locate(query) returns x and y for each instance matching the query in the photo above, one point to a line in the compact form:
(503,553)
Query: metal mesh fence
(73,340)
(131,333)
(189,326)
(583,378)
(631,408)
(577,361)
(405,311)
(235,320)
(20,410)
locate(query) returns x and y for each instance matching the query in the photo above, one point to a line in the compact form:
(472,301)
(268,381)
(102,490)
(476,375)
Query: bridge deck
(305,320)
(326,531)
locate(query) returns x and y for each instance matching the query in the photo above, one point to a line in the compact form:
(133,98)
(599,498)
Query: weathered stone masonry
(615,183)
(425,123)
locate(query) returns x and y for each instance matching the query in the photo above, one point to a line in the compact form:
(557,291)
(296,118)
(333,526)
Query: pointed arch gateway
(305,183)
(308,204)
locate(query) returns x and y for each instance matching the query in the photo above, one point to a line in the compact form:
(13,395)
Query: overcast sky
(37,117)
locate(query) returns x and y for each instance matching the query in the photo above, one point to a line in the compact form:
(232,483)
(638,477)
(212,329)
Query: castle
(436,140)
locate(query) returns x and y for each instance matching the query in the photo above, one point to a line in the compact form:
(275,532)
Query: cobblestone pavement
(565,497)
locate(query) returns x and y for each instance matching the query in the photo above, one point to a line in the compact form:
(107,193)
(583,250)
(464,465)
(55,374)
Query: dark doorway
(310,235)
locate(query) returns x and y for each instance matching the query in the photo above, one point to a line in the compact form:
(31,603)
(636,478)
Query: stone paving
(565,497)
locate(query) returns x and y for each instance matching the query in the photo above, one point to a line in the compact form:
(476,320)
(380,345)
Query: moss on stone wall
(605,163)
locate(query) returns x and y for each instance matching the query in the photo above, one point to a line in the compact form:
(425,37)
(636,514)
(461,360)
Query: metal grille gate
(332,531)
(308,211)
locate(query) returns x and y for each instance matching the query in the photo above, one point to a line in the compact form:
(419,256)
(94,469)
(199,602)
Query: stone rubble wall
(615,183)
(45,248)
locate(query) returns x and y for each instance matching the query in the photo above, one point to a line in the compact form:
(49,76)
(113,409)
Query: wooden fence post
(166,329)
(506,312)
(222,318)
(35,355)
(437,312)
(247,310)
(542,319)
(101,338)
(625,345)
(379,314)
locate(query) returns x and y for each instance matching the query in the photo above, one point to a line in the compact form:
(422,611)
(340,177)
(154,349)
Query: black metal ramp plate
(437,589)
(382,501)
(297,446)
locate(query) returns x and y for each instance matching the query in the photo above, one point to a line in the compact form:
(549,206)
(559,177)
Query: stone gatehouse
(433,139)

════════

The records must be given again in full, exactly as they were written.

locate(query) returns x and y for each instance matching the query in the photo above, one point to a line in the compact form:
(503,553)
Query: metal mesh fence
(73,340)
(131,333)
(189,326)
(583,378)
(631,408)
(577,361)
(405,311)
(235,320)
(20,410)
locate(query) returns x and y for each instance matching the query in the photo above, one point to a line in the compact form:
(472,301)
(268,381)
(102,490)
(476,375)
Query: bridge deck
(305,320)
(326,531)
locate(query) returns x and y for each instance matching the query in the photo above, one point to a line in the compact form:
(133,98)
(599,498)
Query: weathered stone masonry
(615,183)
(425,123)
locate(query) returns x and y for each instance matching the query in the photo above, one point to a line in the compact form:
(557,291)
(296,118)
(333,526)
Query: pointed arch gateway
(305,183)
(308,204)
locate(query) returns x and y for each instance matching the query in the photo above, one point to a line in the compact form:
(13,395)
Query: overcast sky
(37,117)
locate(query) returns x and y for each instance matching the query in the photo above, one point to a line in the compact form:
(232,483)
(638,477)
(212,329)
Query: castle
(436,140)
locate(query) returns x and y for each instance matching the query in the photo above, one point to a line in the compact form:
(275,532)
Query: cobblestone pavement
(565,497)
locate(query) returns x and y for each instance matching the query in the photo above, one point to a line in the compact form:
(107,193)
(583,250)
(464,465)
(55,374)
Query: dark doorway
(310,235)
locate(query) returns x and y for each instance matching the query in the photo above, one point to a line in the compact form:
(31,603)
(636,478)
Query: stone paving
(565,497)
locate(query) returns x and y for each instance matching the query in the photo above, one point to a line in the compact form:
(476,320)
(380,345)
Query: moss on stone wall
(605,163)
locate(query) returns x and y for each instance matching the query in the photo above, one point to a line in the compact form:
(425,37)
(636,514)
(461,360)
Query: metal grille gate
(332,531)
(308,211)
locate(query) returns x and y for each instance matching the query in the photo above, one point to a line in the compact form:
(419,256)
(94,469)
(199,602)
Query: stone rubble wall
(615,183)
(45,248)
locate(query) returns x and y for each instance matching the query in the photo above, one point to a line in the compact form:
(49,76)
(113,409)
Query: wooden fence post
(166,329)
(506,312)
(222,318)
(35,355)
(437,312)
(247,310)
(542,319)
(101,338)
(625,345)
(379,314)
locate(query) returns x and y for each instance matching the query in the photo above, one point to a line in the compact form:
(422,611)
(340,177)
(154,349)
Query: black metal ramp plate
(437,589)
(382,501)
(297,446)
locate(query) returns x and y for each instance matching the query in the photo above, one point to a line in the compact form:
(549,206)
(559,177)
Query: stone gatehouse
(433,139)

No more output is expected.